These seven men—now called Servants of God—did not die for their countries or their economic systems. They died, as did the Good Shepherd, for their sheep.

M26 Pershing tanks during the Second Battle of Seoul in September 1950, with UN troops rounding up North Korean prisoners-of-war. (Image: U.S. National Archives and Records Administration / Wikipedia)

On September 20, the Catholic Church remembers 103 men, women, and children who died as martyrs in Korea. These canonized saints, mostly Koreans but also French missionaries, died during waves of anti-Catholic persecution by Korean authorities during the nineteenth century.1

But those martyrs are only a fraction of the thousands of Catholics who died for their faith in Korea from the eighteenth century and into the twentieth.2 Although most of those uncanonized martyrs were native Koreans,3 many priests, religious sisters, and religious brothers from other countries have also been executed for their faith in Korea.4

Of course, some of these Catholics were killed during the Korean War by communists. That’s probably the reason that their canonization causes have been delayed. Leaders of various communist countries would construe the public act of beatifying Catholics killed during the Korean War to be a political provocation. But we shouldn’t have to wait for permission from North Korea to tell the stories of these martyrs. Catholics should be able to make their own decisions about whether these men’s deaths were caused by their faith or by their politics.

- - -

# Task description
Rewrite the passage on Catholic martyrs in Korea starting at "These seven men—now" and ending at "for their sheep.", with "Servants of God" changed to "Servants of the Lord".

# Named-object pointing listing
- - -

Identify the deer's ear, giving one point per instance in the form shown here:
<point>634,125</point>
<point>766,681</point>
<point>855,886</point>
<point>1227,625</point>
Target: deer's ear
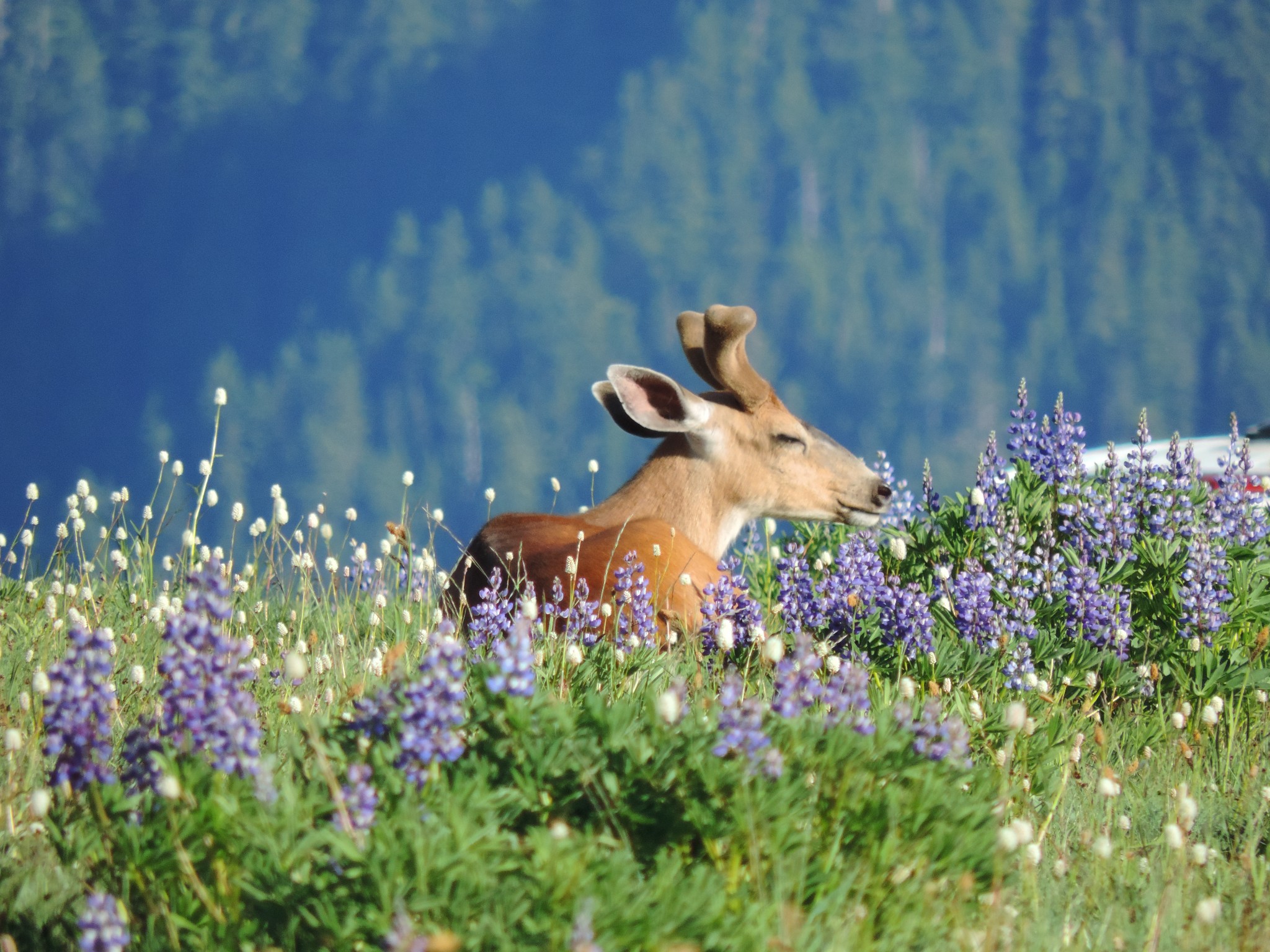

- - -

# Response below
These seven men—now called Servants of the Lord—did not die for their countries or their economic systems. They died, as did the Good Shepherd, for their sheep.